Output an exact reproduction of the data.

>> start

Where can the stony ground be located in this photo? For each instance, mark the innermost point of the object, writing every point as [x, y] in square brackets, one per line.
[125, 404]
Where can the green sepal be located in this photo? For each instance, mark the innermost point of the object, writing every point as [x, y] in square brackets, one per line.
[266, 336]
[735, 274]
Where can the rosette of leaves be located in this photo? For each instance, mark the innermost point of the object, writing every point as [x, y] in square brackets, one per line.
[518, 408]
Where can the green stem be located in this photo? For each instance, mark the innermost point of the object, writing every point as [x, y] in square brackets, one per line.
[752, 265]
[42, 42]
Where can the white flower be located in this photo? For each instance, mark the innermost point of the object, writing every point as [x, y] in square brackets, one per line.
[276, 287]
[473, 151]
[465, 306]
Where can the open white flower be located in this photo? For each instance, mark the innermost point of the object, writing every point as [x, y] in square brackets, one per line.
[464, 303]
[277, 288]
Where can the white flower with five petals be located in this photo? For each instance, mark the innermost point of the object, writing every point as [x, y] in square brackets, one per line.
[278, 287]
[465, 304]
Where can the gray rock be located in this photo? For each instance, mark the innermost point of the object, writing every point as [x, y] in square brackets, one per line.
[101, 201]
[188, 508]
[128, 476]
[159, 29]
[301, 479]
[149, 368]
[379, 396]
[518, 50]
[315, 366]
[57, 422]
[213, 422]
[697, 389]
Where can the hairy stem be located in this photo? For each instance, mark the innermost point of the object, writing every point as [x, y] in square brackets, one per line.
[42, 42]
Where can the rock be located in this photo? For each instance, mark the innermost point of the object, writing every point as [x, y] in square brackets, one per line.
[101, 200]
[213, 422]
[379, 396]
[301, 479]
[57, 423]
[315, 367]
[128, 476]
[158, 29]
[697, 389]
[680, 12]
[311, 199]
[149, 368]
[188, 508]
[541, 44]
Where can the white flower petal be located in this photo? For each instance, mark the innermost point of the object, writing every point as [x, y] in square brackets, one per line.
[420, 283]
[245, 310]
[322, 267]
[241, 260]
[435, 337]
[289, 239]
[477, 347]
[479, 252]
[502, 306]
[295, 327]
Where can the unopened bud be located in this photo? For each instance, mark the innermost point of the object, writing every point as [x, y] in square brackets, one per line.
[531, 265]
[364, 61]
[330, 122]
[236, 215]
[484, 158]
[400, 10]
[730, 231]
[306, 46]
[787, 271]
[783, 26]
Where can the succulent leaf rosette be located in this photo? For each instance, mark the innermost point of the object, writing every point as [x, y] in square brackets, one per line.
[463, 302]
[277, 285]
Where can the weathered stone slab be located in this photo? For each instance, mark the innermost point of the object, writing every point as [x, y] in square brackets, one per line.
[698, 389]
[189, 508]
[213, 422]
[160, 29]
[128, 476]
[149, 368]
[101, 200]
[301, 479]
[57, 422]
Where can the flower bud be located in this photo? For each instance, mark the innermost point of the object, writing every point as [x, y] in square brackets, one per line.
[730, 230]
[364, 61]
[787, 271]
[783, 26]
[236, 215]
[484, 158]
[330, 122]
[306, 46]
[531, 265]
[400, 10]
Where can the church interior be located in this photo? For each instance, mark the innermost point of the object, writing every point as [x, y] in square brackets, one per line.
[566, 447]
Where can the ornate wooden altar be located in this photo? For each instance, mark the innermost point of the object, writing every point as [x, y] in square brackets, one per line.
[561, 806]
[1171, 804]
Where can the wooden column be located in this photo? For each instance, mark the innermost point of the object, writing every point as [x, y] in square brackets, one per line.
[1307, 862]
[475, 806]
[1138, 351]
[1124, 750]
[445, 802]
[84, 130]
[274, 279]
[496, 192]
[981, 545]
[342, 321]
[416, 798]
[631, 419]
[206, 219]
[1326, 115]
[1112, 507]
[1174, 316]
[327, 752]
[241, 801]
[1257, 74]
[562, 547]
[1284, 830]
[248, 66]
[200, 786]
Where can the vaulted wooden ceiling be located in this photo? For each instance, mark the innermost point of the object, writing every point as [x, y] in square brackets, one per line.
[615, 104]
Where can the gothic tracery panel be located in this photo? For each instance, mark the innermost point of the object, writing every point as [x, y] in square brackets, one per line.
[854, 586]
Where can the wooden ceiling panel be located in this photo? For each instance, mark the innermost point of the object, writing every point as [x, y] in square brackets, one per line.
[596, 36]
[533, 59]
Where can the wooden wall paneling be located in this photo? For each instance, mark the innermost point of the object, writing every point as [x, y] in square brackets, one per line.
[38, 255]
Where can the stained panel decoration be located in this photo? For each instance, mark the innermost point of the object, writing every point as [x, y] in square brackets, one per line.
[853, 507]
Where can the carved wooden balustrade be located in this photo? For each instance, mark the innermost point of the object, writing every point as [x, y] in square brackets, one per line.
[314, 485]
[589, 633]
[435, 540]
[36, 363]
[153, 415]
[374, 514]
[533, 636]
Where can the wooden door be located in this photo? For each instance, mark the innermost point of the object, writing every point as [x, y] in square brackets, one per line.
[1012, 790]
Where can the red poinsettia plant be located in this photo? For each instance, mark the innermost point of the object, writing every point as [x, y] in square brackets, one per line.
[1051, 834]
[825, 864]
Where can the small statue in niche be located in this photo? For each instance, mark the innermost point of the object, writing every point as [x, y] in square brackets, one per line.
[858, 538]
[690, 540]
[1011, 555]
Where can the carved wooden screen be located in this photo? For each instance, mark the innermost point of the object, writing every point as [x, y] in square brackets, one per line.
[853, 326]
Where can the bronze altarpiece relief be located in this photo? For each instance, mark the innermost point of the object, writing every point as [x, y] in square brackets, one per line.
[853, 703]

>> end

== Reply to the task ==
Where can the stony ground be located in this photo? For each instance, mark the innermost point of the object, writing every point as [x, y] in square brackets, one per line.
[125, 404]
Where can the green sepal be located in this photo? For each instance, mark the innermost point of the object, writing every point as [x, y] in square brackets, one per line.
[266, 336]
[735, 274]
Where can the rosette of leaves be located in this photo? For each instance, mark the innermost point of the object, writing every point as [x, y] in square brackets, one per line.
[518, 408]
Where can the green stem be located in this photo? For each instance, mark the innermost point of the object, writing every point as [x, y] in square brackets, one per line.
[752, 265]
[42, 42]
Where can the white flower be located in this photo? For each instance, mark the innermost point of the object, writing every point as [x, y] in square brackets, one per line.
[276, 287]
[473, 151]
[465, 306]
Where can the open white flower be located in this photo? For each instance, mark the innermost point of the object, writing every point as [x, y] in square brackets, one per line.
[464, 303]
[277, 288]
Where can the white flower with five petals be located in this photo? For each instance, mark the innermost point of the object, writing every point as [x, y] in square brackets, one per line.
[278, 287]
[465, 304]
Where can the gray rock be located in this photo? For each instance, mark the innermost point of the object, writing every point as [x, y] in square brackets, one per line.
[101, 201]
[188, 508]
[128, 476]
[159, 29]
[301, 479]
[149, 368]
[379, 396]
[518, 50]
[315, 366]
[57, 422]
[213, 422]
[697, 389]
Where can the hairy stem be located in this photo? For each instance, mark the innermost point of the object, writing every point as [x, y] in square brackets, one per line.
[42, 42]
Where can the rock be located in this photo? For each instance, mark the innermost point of the object, writing every point as [x, y] in square brackets, one per line.
[101, 200]
[213, 422]
[379, 396]
[301, 479]
[57, 423]
[315, 367]
[128, 476]
[158, 29]
[697, 389]
[680, 12]
[311, 199]
[149, 368]
[188, 508]
[541, 44]
Where can the white flower petal be located in this photo? For each instance, mark the innermost point of the object, writing every point as [x, y] in square brackets, one per line.
[420, 283]
[245, 310]
[322, 267]
[241, 260]
[435, 337]
[289, 239]
[477, 347]
[479, 252]
[502, 306]
[295, 327]
Where can the unopened bud be located in this photo? For each instance, mark the innermost point of the object, writing every point as [x, y] in square brackets, one per line.
[531, 265]
[364, 61]
[330, 122]
[236, 215]
[484, 158]
[400, 10]
[730, 231]
[306, 46]
[787, 271]
[783, 26]
Where can the succulent leaf rosette be located in this photo? For each instance, mark the innermost point of the object, writing every point as [x, y] in square brackets, one per line.
[463, 302]
[277, 285]
Where can the weathered stone slab be located in this photo? For each instance, mark the innermost point of the object, writing every point as [x, y] in square brackets, one per line.
[698, 389]
[189, 508]
[213, 422]
[160, 29]
[128, 476]
[149, 368]
[101, 200]
[301, 479]
[57, 422]
Where can the flower bud be located in this photo? For each instance, mark the innermost point of the object, writing every point as [x, y] in square brackets, one per line.
[730, 230]
[364, 61]
[787, 271]
[783, 26]
[236, 215]
[484, 158]
[330, 122]
[306, 46]
[531, 265]
[400, 10]
Where can the church interior be located in this photo? For each instance, mark the innermost point of the object, writing every point as [x, y] in square brackets, one per line.
[566, 447]
Where can the ornate wooden altar be located in this photo? For each instance, mark the innermost point of the object, writing every point as [x, y] in square brackets, one per line.
[561, 806]
[1171, 804]
Where can the wooden column be located in this photo? For each instance, mark the innermost point of the object, writing every point as [x, y] in square brackets, one per line.
[1307, 862]
[475, 806]
[1138, 351]
[1124, 750]
[445, 802]
[84, 130]
[274, 279]
[496, 192]
[981, 545]
[342, 321]
[416, 798]
[631, 419]
[206, 219]
[1326, 115]
[1112, 507]
[1174, 316]
[327, 752]
[241, 801]
[1257, 74]
[562, 547]
[1284, 830]
[248, 66]
[200, 786]
Where can the vaulted wooden ceiling be located in this photo? For each instance, mark the innermost point of the object, writing every point as [x, y] in square brackets, one per line.
[615, 104]
Where can the gothic tracery panel be located in this photo? For each instance, mark the innermost point of the object, writing every point as [x, y] in square brackets, one per line.
[854, 586]
Where can the wooden ceiling panel be located in this photo? For each instance, mark the innermost point of the object, writing every point as [x, y] in square brackets, one per line.
[596, 36]
[533, 59]
Where can the wooden wall paneling be located in this photo? For each instance, mark the innermost point of the object, writing every point as [x, y] in square brackets, one per line.
[38, 255]
Where can the stained panel decoration be located in this photo? For each instance, mark the innermost point of the object, writing every point as [x, y] in square brackets, one per line.
[853, 507]
Where can the carved wooden balustrade be located in this photo? For each instance, mark the innermost point of the object, writing every point as [x, y] in square brackets, one per line.
[314, 485]
[589, 633]
[435, 540]
[36, 363]
[153, 415]
[374, 514]
[533, 636]
Where can the wooden door be located in this photo? For each instance, mark the innermost point of the object, writing every point as [x, y] in square brackets, one per line.
[1012, 790]
Where can the red poinsettia plant be located in this photo? For each instance, mark the innermost point of the object, writing every point as [x, y] in square brackets, one per line.
[1051, 834]
[825, 864]
Where can the small statue in niche be located in this photo? For each instance, mark the innermost point of the object, writing every point as [x, y] in square brackets, one per line.
[858, 538]
[690, 540]
[1011, 555]
Where can the carved wooden screen be located in this photo? For each instance, mark the innermost point of the object, writing every point as [x, y] in square brackets, one per line.
[853, 326]
Where can the bronze altarpiece relief be located in this photo? For each instance, mark the innermost point of the object, writing every point as [x, y] in square brackets, one per line.
[853, 703]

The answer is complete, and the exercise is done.